[EXTRAIT À LIRE]

Combien de Palestiniens morts à Gaza, c’est trop?


Gideon Levy, 30 novembre 2023
Cette guerre a déjà assez duré. Elle doit cesser maintenant, dans n’importe quelles circonstances, à n’importe quel prix. Il est inutile de la poursuivre. Son coût effroyable dépassera tout bénéfice possible, si tant est qu’un bénéfice puisse découler d’une guerre. Nous n’avons plus aucune légitimité pour continuer à détruire la bande de Gaza et à tuer des dizaines de milliers de ses habitants.
Maintenant que notre colère justifiée s’est calmée, ne serait-ce qu’un peu, et que nos esprits sont un peu moins enflammés, nous devons envisager la poursuite de la guerre sans passion. Et il n’y a qu’une seule conclusion possible: y mettre fin maintenant.
Les accords visant à ramener les otages chez eux et à libérer les prisonniers palestiniens se sont jusqu’à présent déroulés mieux que prévu. Les promesses ont été tenues, des deux côtés. Même le chien Bella a été libéré dans un état apparemment raisonnable.
Mais la plupart des otages n’ont pas encore été libérés. Nous devons continuer à travailler pour les libérer jusqu’à ce que chacun d’entre eux soit rentré chez lui, ce qui signifiera probablement la libération de tous les prisonniers palestiniens en Israël. Ceux qui ont du mal à digérer cette idée feraient bien de s’y habituer.
Et pour obtenir le retour des otages, il n’est pas nécessaire de poursuivre la guerre. Au contraire, la poursuite de la guerre risque d’empêcher d’autres libérations et même de mettre en danger la vie des otages. Seul un accord permettra de les libérer tous. Et ces accords ne peuvent avoir lieu que dans les conditions d’un cessez-le-feu.
Le deuxième objectif d’Israël n’a pas été atteint, mais il ne peut probablement pas l’être à un prix raisonnable. Après presque deux mois de combats, le Hamas est toujours en vie. Et au moins une partie de ses forces reste organisée, comme on a pu le constater lors de la mise en œuvre des accords sur les otages.
Les forces de défense israéliennes affirment avoir tué 5 000 combattants du Hamas. Peut-être que oui, peut-être que non. Mais le haut commandement du Hamas reste intact, de même qu’une partie de son infrastructure.
On nous a dit que la plupart de ses infrastructures et de ses postes de commandement se trouvaient dans la ville de Gaza. Nous avons donc détruit la ville. Maintenant, ils nous disent que la plupart des infrastructures se trouvent en fait à Khan Yunis. Et le lendemain de la destruction de Khan Yunis, ils nous diront que les infrastructures vraiment importantes se trouvent à Rafah. Nous tuerons alors également Rafah, jusqu’à ce qu’ils nous disent que le cœur battant du Hamas se trouve en réalité dans la partie égyptienne de Rafah. Comme l’horizon, cet objectif s’éloignera à chaque fois que nous nous en approcherons.

[Données d'annotation de localisation d'objets]

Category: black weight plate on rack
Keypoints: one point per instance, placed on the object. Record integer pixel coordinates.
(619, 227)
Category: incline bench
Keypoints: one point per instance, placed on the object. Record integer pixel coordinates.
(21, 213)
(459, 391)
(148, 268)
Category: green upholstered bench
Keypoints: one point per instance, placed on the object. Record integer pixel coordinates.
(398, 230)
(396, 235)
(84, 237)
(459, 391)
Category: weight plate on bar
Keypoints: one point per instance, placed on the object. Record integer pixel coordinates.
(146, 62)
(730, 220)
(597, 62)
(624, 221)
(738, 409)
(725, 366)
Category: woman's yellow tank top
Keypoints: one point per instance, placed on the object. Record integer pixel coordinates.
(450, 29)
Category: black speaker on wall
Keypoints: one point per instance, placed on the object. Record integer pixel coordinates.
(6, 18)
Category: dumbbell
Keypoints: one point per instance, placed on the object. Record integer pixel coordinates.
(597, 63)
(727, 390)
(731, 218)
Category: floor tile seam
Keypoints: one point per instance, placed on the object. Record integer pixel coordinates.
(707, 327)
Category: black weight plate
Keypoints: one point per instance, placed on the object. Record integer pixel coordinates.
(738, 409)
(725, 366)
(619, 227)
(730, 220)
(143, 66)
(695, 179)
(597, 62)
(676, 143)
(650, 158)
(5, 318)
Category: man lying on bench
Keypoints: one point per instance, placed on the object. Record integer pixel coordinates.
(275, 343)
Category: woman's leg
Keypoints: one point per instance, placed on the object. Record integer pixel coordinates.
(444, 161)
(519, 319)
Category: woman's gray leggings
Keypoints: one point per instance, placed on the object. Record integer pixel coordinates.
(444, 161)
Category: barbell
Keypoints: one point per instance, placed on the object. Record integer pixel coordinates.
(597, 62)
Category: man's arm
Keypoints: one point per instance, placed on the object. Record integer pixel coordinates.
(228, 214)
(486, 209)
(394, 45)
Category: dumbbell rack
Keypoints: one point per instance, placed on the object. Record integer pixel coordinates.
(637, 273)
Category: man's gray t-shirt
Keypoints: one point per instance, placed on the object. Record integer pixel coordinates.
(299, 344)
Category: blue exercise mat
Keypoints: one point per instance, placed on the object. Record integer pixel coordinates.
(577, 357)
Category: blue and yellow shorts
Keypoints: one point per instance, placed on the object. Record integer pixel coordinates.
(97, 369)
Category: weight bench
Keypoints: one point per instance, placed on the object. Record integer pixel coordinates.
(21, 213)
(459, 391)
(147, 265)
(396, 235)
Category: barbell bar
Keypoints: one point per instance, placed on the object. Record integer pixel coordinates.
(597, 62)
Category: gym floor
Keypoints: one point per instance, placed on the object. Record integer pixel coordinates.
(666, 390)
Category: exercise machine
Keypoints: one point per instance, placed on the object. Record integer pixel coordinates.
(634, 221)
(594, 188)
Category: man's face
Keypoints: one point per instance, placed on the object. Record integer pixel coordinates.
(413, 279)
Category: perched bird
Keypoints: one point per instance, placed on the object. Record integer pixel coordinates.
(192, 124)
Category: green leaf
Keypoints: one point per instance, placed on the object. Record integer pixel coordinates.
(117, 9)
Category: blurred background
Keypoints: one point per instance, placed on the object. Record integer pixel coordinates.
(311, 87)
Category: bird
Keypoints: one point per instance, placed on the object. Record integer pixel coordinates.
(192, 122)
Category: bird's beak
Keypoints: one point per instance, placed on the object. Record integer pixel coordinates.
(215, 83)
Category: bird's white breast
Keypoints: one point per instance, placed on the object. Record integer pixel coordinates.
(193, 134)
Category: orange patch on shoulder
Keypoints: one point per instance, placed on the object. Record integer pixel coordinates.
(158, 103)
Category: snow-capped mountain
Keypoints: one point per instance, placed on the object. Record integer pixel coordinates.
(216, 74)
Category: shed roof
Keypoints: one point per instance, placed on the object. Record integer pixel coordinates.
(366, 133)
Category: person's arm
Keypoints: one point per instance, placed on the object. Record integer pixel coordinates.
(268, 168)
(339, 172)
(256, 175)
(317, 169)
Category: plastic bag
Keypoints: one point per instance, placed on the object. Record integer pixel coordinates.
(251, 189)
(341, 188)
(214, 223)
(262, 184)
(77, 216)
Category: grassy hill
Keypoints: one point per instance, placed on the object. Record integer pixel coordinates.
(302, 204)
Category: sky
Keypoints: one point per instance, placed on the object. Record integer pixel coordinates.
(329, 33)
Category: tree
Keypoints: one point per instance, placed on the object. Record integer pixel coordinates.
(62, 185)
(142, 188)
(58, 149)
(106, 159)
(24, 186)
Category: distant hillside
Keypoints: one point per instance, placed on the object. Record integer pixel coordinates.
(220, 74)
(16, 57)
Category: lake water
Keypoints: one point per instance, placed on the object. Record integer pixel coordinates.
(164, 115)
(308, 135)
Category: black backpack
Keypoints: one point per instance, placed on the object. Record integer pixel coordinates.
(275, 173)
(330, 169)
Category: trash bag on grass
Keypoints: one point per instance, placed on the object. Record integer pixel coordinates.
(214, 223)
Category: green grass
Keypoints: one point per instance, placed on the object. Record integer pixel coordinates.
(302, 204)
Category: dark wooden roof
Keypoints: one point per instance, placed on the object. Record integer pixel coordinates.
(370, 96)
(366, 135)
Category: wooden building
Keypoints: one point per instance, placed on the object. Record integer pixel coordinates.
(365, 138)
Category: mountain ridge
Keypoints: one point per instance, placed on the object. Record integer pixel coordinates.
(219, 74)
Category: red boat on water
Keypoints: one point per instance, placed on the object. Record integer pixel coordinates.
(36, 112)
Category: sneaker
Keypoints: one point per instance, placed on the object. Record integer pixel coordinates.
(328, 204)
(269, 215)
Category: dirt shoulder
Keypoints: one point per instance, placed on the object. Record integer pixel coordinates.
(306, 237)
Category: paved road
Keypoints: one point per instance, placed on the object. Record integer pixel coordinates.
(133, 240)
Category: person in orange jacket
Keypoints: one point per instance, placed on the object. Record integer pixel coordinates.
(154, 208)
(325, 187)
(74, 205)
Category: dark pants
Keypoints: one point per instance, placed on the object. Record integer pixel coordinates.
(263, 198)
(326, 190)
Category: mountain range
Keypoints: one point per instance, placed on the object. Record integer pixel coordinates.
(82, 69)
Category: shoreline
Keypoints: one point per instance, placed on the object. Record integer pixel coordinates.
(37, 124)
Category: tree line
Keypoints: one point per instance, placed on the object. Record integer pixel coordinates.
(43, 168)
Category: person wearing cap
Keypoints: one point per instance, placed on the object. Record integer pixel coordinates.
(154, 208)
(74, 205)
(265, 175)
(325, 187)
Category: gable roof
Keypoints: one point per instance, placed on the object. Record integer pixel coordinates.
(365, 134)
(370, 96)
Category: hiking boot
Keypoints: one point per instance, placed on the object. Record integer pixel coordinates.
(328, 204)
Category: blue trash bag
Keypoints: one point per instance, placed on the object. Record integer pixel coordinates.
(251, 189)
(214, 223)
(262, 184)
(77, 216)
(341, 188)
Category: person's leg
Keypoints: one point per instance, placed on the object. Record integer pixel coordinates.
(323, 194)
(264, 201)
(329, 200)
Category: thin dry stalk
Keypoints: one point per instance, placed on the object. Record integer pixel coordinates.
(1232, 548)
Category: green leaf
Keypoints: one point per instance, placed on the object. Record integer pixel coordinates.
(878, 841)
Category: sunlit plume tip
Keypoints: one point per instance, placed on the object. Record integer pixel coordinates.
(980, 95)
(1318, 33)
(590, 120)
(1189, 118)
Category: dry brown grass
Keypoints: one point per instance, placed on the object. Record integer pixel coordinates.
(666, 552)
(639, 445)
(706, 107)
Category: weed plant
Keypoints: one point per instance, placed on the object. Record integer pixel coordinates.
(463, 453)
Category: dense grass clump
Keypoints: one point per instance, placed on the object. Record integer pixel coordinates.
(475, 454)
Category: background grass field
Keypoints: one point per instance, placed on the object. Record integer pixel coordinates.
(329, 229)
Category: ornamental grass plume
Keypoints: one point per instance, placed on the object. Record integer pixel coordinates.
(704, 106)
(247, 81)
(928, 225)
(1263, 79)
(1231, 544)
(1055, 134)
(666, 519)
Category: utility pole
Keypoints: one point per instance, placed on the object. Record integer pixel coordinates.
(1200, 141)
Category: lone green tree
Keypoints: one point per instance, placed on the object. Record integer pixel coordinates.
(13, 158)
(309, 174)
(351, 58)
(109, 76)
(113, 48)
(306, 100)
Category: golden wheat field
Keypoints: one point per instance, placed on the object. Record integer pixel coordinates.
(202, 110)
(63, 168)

[SÉRIE DE TÂCHES]
A – D'après l'extrait sur la guerre à Gaza, combien de combattants du Hamas les forces de défense israéliennes disent-elles avoir tués ?
B – Ces phrases sont-elles d'accord avec l'extrait sur la guerre à Gaza ? Pour chacune, répondez par oui ou non et citez les mots de l'extrait qui tranchent.
(i) Les accords sur les otages se sont passés moins bien que prévu.
(ii) Le haut commandement du Hamas est toujours intact.
(iii) La plupart des otages ont déjà été libérés.
C – Poursuivez l'extrait sur la guerre à Gaza à partir de sa dernière phrase.

[RÉPONSES ÉCRITES]
A – 5 000.

B –
(i) Non : « se sont jusqu’à présent déroulés mieux que prévu ».
(ii) Oui : « le haut commandement du Hamas reste intact ».
(iii) Non : « Mais la plupart des otages n’ont pas encore été libérés. »

C –
Le Hamas a reçu un coup dur. Son avenir dépend désormais des accords internationaux qui seront conclus et non de la poursuite des combats.
La bande de Gaza a été suffisamment punie, bien plus qu’elle ne le mérite. Sa partie nord a été détruite; 20 000 de ses fils et filles ont été tués; 5 000 enfants sont morts. Même si l’estimation des FDI selon laquelle elles ont tué 5000 combattants du Hamas est correcte, les proportions sont horribles. En Ukraine, les gens seraient consternés par de telles proportions.
Est-il vraiment admissible de tuer 20 000 personnes, dont 5000 enfants, pour tuer 5000 combattants/terroristes/personnes impliquées dans les combats/hommes armés, aussi monstrueux soient-ils? Et 100 000 civils seraient-ils également admissibles? Un million? La réponse habituelle est «autant que nécessaire», ce qui est manifestement immoral et inacceptable.
Je doute que quiconque en Israël puisse réellement imaginer les souffrances de Gaza. Mais en Israël, ce n’est pas le moment d’avoir pitié de Gaza.
La reprise de la guerre signifie l’occupation et la destruction du sud de Gaza. Plus du double du nombre de Gazaouis que cette zone contenait avant la guerre y est aujourd’hui entassé. Et même avant la guerre, cette zone était densément peuplée par rapport aux normes mondiales.
Alors, où iront-ils tous? Vers le nord détruit? Dans la ville gazaouie surpeuplée d’Al-Mawasi? Vers l’Égypte fermée? Et où iront-ils après la fin de la guerre, lorsqu’il ne restera plus une seule pierre à Gaza et qu’il n’y aura plus de bois à ramasser, plus de charbon pour les poêles, plus de pain, plus de feu, plus d’eau, et qu’il ne restera plus que des cendres, pour paraphraser un poème de Moshe Tabenkin? Il est impossible de reprendre la guerre sans en tenir compte.
Il est également impossible de reprendre la guerre sans tenir compte des dommages internationaux de plus en plus importants que subira Israël. D’autres images de mort et de destruction en provenance de Gaza détruiront les derniers vestiges de la réputation d’Israël, même parmi ses amis jurés. Nous vaincrions le Hamas et perdrions le monde. Nous vaincrions le Hamas et deviendrions un monstre, même aux yeux de certains de nos propres compatriotes. Et puis quoi encore?